Trecho para leitura -
□ □ □ □

Ainda de acordo com o relato de Eliwah à BBC, Israel invadiu duas escolas nas proximidades do hospital, prendeu os homens que estavam ali e ordenou que as mulheres saíssem do local. Segundo as forças israelenses, 80 pessoas foram presas durante a operação.
Mohammad Ali, 32, pai de dois filhos, mora a cerca de um quilômetro do hospital e disse à agência de notícias Reuters ter ouvido sons de explosões durante a madrugada. “Não sabemos o que está acontecendo, mas parecia uma reinvasão da Cidade de Gaza”, afirmou.
“Estamos trabalhando apenas com primeiros socorros, essencialmente, não podemos operar porque não há luz nem água”, afirmou à BBC, de dentro do hospital, o residente Amer Jedbeh. “Uma bomba atingiu nosso prédio no primeiro andar, ferindo várias pessoas. Um homem morreu, não pudemos salvá-lo.”

□ □ □ □

Linhas do conjunto -
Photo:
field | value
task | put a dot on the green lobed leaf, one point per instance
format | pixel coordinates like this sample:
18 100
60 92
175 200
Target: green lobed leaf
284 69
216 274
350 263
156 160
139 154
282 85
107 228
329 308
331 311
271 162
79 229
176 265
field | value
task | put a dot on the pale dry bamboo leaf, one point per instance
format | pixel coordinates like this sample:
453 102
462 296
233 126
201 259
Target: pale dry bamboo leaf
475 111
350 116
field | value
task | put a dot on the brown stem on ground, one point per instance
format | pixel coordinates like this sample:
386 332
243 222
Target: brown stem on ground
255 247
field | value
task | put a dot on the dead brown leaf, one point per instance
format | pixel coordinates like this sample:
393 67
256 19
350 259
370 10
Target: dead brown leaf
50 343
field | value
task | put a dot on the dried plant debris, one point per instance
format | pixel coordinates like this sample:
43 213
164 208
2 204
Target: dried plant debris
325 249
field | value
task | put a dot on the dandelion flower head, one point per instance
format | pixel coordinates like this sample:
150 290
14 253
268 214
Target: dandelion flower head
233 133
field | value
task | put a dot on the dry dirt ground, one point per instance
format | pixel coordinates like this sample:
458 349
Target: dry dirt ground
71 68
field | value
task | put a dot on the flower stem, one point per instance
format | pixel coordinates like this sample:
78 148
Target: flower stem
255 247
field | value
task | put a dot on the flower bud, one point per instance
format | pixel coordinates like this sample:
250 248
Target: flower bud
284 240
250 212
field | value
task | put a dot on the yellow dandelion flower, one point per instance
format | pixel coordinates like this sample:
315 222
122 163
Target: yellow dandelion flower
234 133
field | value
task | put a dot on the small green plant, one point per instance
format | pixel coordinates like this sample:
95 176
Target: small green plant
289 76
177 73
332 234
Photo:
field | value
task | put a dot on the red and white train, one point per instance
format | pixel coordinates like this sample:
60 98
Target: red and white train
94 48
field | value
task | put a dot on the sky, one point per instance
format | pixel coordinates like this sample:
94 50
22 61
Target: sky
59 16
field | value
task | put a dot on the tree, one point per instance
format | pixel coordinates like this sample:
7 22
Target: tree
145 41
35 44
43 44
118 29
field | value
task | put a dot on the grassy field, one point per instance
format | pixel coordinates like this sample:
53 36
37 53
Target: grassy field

□ □ □ □

Tarefas a cumprir -
A - Responda com base no trecho sobre o hospital em Gaza:
(i) Segundo as forças israelenses, quantas pessoas foram presas durante a operação?
(ii) A que distância do hospital mora Mohammad Ali?
(iii) De acordo com Amer Jedbeh, por que não é possível operar no hospital?
B - Dê continuidade ao trecho sobre o hospital em Gaza, começando logo após a última frase apresentada.
As linhas não têm nenhuma relação com esta atividade.

Respostas por item -
A -
(i) 80 pessoas.
(ii) A cerca de um quilômetro.
(iii) Porque não há luz nem água.

B -
Segundo o Hamas, um incêndio começou na entrada do complexo, causando casos de sufocamento entre mulheres e crianças deslocadas que estavam abrigadas no hospital. Ainda de acordo com o grupo terrorista, a comunicação foi interrompida, e pessoas ficaram presas dentro das unidades de cirurgia e emergência.
“Existem vítimas, incluindo mortes e feridos, e é impossível resgatar alguém devido à intensidade do fogo”, disse o Ministério da Saúde do território palestino.
Enquanto isso, o Exército israelense distribuiu panfletos ao redor do hospital para pedir o esvaziamento do local.
“A todos os que estão deslocados em Al-Shifa e arredores: vocês estão em uma zona de combate perigosa. O Exército de Israel está operando com força em suas áreas residenciais para destruir a infraestrutura terrorista”, disse o comunicado, que ordenou que as pessoas seguissem pela estrada costeira em direção a Al-Mawasi, no sul do território.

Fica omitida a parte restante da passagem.